◆ **WHAT TO WORK ON**
Only the lines from the one containing "Task: the component shall indicate the pier" to the end of the entries should be written out, each exactly as it stands, both ends included.

◆ **MATERIAL TO PROCESS**
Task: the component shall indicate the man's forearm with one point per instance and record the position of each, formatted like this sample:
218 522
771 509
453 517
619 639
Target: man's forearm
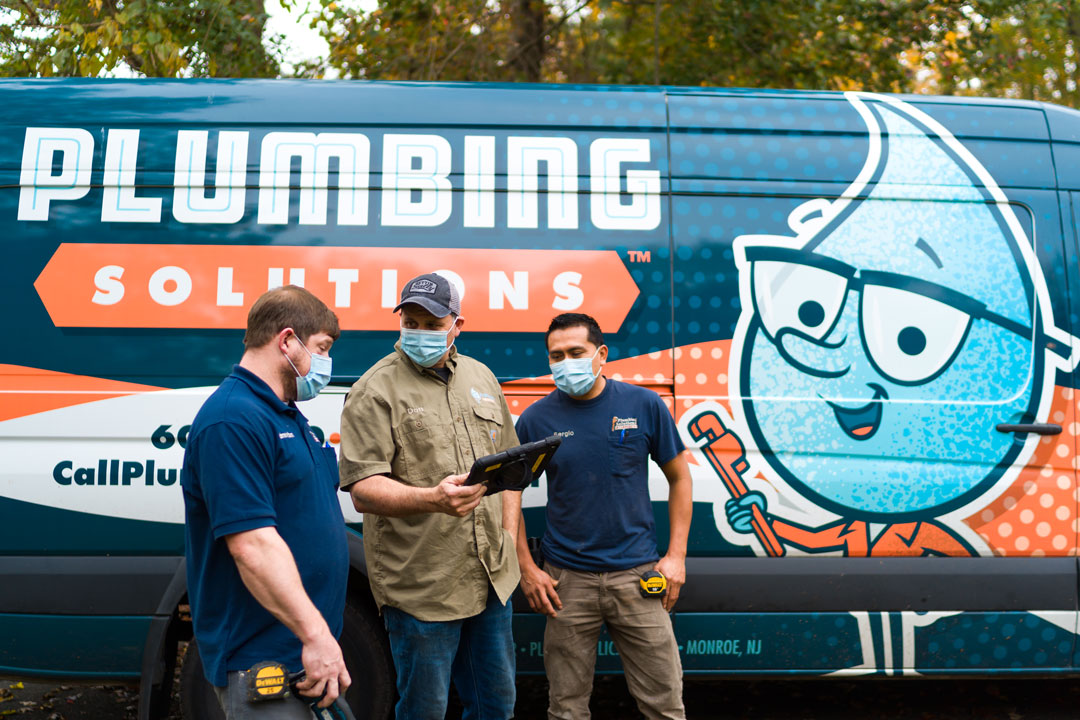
269 572
385 496
679 504
512 513
522 544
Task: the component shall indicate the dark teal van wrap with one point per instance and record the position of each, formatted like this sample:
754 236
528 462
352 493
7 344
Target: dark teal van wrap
858 307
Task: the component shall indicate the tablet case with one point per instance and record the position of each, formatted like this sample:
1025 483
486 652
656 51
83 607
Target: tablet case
514 469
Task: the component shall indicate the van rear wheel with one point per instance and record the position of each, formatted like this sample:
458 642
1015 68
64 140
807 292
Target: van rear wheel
366 652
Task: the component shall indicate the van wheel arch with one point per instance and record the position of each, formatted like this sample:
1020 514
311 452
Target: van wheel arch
366 651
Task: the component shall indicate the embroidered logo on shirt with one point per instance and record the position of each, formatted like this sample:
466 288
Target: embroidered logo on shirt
422 286
481 397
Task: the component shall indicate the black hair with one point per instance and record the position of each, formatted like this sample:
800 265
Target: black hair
577 320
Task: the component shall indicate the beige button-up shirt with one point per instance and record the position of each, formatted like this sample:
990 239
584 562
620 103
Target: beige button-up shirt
405 422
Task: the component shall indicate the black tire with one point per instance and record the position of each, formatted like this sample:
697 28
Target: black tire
366 651
198 700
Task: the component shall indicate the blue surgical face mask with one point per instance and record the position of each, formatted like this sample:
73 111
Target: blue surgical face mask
575 375
424 347
319 375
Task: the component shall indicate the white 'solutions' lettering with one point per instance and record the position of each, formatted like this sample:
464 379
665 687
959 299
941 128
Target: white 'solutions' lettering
417 186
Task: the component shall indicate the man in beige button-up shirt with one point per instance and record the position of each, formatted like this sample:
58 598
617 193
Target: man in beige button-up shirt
440 554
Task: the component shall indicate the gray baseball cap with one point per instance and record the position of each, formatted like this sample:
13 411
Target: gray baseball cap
433 293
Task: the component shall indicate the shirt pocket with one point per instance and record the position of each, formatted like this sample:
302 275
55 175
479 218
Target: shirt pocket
427 453
488 423
628 453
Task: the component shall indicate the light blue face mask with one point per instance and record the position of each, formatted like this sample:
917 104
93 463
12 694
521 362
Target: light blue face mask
575 375
424 347
319 375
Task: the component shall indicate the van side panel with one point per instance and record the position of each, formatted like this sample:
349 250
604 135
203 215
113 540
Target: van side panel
819 433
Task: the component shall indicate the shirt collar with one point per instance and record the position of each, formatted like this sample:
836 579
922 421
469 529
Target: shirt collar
261 390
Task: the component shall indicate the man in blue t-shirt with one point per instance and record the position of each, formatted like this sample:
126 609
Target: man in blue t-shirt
265 535
601 537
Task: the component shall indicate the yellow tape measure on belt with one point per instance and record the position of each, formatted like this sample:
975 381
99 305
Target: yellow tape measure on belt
267 681
653 584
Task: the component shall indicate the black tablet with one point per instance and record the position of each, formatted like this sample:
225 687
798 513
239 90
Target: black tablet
514 469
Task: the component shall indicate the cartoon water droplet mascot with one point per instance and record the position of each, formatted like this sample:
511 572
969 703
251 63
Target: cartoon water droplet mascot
882 343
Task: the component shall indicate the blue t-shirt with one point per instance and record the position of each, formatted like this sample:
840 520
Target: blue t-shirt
252 461
599 515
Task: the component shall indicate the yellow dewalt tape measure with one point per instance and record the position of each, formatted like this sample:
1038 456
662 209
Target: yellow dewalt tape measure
267 681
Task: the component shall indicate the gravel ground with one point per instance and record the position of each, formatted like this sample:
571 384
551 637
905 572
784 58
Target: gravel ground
705 698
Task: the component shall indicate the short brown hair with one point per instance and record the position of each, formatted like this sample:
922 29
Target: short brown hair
577 320
288 307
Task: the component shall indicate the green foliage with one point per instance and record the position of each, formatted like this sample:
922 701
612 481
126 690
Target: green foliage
1013 48
1007 48
154 38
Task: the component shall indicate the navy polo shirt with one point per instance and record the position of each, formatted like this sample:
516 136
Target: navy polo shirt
599 515
252 461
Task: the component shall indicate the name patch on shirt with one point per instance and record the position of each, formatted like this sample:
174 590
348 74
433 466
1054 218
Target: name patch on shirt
482 397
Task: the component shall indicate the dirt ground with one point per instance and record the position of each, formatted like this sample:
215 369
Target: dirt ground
705 698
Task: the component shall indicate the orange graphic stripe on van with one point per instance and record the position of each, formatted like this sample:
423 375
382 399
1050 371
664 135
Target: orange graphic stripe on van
28 390
207 286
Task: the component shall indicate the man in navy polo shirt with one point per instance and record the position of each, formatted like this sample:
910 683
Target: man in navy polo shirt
265 535
601 535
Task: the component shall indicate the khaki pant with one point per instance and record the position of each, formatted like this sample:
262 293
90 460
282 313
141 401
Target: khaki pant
642 633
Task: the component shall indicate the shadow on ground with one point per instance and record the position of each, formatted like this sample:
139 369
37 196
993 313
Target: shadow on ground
705 698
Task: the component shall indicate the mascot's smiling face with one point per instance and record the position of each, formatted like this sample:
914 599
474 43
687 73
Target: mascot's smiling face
892 334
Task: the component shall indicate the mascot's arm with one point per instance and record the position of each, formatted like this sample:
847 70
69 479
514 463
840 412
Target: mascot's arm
840 535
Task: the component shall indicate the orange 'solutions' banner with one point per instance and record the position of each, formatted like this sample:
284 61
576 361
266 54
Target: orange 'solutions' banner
212 286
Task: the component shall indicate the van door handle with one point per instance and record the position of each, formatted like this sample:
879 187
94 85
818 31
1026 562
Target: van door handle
1037 428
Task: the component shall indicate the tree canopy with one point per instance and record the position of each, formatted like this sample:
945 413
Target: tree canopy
1006 48
152 38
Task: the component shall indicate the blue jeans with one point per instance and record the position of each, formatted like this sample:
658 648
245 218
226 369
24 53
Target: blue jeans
477 653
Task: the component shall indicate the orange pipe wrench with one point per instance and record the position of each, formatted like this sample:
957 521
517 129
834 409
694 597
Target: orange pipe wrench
719 439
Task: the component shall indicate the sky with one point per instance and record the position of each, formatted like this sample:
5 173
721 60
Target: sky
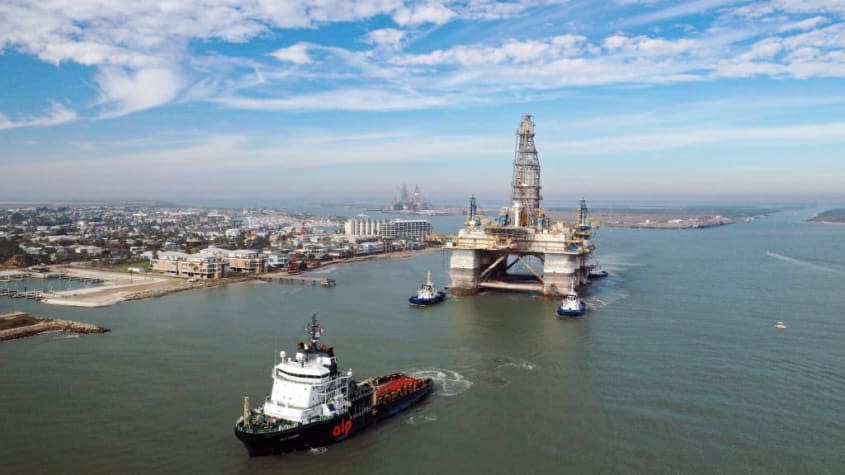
332 100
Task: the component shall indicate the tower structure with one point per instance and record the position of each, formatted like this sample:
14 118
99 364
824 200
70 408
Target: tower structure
525 188
554 254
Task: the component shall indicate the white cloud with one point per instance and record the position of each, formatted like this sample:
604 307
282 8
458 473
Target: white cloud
419 13
126 91
345 99
386 38
58 114
297 54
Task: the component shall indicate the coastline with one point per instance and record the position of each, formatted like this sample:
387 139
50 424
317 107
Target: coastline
17 325
119 287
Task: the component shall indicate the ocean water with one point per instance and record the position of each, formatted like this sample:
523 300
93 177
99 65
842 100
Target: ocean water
676 368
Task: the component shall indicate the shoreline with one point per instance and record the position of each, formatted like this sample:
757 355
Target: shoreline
118 287
23 325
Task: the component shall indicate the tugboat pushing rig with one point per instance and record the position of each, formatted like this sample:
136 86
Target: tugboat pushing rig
484 250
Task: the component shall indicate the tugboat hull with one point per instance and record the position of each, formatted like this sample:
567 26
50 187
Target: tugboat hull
317 434
422 302
565 312
329 431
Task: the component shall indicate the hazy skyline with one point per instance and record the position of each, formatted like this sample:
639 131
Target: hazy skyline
633 100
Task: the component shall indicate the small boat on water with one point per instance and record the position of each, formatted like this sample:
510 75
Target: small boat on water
427 294
571 305
596 272
314 404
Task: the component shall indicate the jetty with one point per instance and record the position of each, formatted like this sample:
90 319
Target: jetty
21 324
298 279
21 294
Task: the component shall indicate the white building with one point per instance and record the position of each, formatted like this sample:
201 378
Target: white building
363 226
406 228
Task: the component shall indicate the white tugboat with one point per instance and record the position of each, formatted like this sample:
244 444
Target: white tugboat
571 305
427 294
313 403
596 272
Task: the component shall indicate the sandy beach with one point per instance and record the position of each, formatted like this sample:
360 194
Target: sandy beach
116 287
119 287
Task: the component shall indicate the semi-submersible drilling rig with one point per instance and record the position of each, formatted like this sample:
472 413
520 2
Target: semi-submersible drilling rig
485 250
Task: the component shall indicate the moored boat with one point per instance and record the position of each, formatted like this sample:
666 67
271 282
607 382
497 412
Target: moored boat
427 294
313 403
571 305
596 272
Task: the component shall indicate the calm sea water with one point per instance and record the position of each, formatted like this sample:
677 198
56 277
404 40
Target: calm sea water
676 368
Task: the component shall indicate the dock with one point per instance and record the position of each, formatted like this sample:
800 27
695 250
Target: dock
298 279
21 294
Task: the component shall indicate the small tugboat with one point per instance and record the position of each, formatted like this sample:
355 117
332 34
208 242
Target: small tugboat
427 294
571 305
596 272
313 403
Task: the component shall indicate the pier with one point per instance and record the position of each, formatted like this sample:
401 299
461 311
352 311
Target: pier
21 294
298 279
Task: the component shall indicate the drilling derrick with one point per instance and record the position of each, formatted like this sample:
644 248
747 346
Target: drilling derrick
525 194
554 255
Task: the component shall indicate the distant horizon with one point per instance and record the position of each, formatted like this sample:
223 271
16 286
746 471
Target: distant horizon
382 205
726 100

◆ **EXERCISE OUTPUT**
Task: the component shall indicate the pier with one point per instance and record the position of each, formatted like this sample:
401 299
461 311
352 311
Target: pier
21 294
298 279
Task: the component shall indicate the drilling derrick with one point per instance and record the position of each, formatted like this sample:
644 248
747 346
Target: drilling derrick
525 194
554 255
Task: the component shall indicate the distant horizon with one point per instance and record the position of each, formatted like this sample:
223 271
16 286
746 471
Target: distant horizon
382 205
726 100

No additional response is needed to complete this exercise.